■ ZU ERLEDIGENDE AUFGABEN:
a - Was gehört laut Matthias Dammes in der Forendiskussion ebenfalls zum Überbegriff der Rollenspiele?
b - Gib aus der Forendiskussion einen Abschnitt wörtlich wieder: Fang bei den Worten "## Batze (27." an und hör nach "gar nicht rein." auf.

■ AUSGEWÄHLTER AUSZUG:
§ §
Kein Divinity, kein Wasteland...


----------



## Batze (27. Mai 2015)

Bei DeusEx bin ich da nicht so sicher, weil ich es(noch) nicht gespielt habe. 
Aber Diablo 3 passt in diese Auflistung ja wohl gar nicht rein.
Auch als Fan von Diablo 3 muss ich sagen, nur weil es eine kleine Mini Story hat, ist es noch lange kein Rollen Spiel das mit solchen Schwergewichten wie weiter oben genannt verglichen werden kann/sollte.
Da spielt Diablo in einem anderem Genre.

PS:


TheBobnextDoor schrieb:


> Kein Divinity, kein Wasteland...


Die Liste ist eh sehr dürftig, wie immer bei solchen Aufzählungen. 
Soll eben noch die momentane Welle mitnehmen und Klicks generieren, was ja auch funktioniert.


----------



## Matthias Dammes (27. Mai 2015)

Batze schrieb:


> Auch als Fan von Diablo 3 muss ich sagen, nur weil es eine kleine Mini Story hat, ist es noch lange kein Rollen Spiel das mit solchen Schwergewichten wie weiter oben genannt verglichen werden kann/sollte.
> Da spielt Diablo in einem anderem Genre.



Unter den großen Überbegriff der Rollenspiele gehören nun einmal auch Action-Rollenspiele.
§ §
■ BEREITGESTELLTE ANGABEN:
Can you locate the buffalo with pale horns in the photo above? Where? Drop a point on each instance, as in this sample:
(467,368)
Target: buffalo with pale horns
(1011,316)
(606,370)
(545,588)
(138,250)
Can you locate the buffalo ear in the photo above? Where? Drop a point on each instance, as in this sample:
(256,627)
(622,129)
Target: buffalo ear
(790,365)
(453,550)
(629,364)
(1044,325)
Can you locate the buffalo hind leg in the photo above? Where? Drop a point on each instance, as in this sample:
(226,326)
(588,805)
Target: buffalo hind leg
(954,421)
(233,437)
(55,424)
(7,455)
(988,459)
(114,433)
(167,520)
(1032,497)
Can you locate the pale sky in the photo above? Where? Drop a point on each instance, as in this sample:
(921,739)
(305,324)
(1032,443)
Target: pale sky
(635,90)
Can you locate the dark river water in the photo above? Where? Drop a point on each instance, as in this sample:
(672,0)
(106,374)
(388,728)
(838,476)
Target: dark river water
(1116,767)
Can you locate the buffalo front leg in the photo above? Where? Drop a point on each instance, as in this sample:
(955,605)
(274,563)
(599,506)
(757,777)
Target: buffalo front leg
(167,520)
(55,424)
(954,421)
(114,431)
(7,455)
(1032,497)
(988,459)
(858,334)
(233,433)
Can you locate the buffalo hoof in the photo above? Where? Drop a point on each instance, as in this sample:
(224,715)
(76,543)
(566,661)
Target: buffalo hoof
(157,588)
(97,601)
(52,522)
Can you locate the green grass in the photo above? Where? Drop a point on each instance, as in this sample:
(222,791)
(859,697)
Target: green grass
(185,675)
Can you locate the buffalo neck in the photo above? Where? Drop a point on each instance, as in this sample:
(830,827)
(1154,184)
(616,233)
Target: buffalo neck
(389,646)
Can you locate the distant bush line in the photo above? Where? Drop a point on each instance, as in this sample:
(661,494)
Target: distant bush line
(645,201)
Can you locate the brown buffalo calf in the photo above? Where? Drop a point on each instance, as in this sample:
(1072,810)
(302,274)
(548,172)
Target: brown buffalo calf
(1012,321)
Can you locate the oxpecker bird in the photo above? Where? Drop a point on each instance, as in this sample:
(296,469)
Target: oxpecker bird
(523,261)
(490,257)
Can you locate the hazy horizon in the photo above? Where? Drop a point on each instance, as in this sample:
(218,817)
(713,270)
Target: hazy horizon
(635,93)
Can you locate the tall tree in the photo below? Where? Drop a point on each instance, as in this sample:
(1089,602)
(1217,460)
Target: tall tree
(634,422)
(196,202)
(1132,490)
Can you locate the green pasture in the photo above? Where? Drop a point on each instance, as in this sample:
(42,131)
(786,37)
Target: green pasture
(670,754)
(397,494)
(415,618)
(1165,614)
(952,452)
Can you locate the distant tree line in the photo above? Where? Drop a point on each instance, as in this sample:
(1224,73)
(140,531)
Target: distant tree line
§ §
■ ERGEBNISSE IN REIHENFOLGE:
a - Action-Rollenspiele

b -
## Batze (27. Mai 2015)

Bei DeusEx bin ich da nicht so sicher, weil ich es(noch) nicht gespielt habe. 
Aber Diablo 3 passt in diese Auflistung ja wohl gar nicht rein.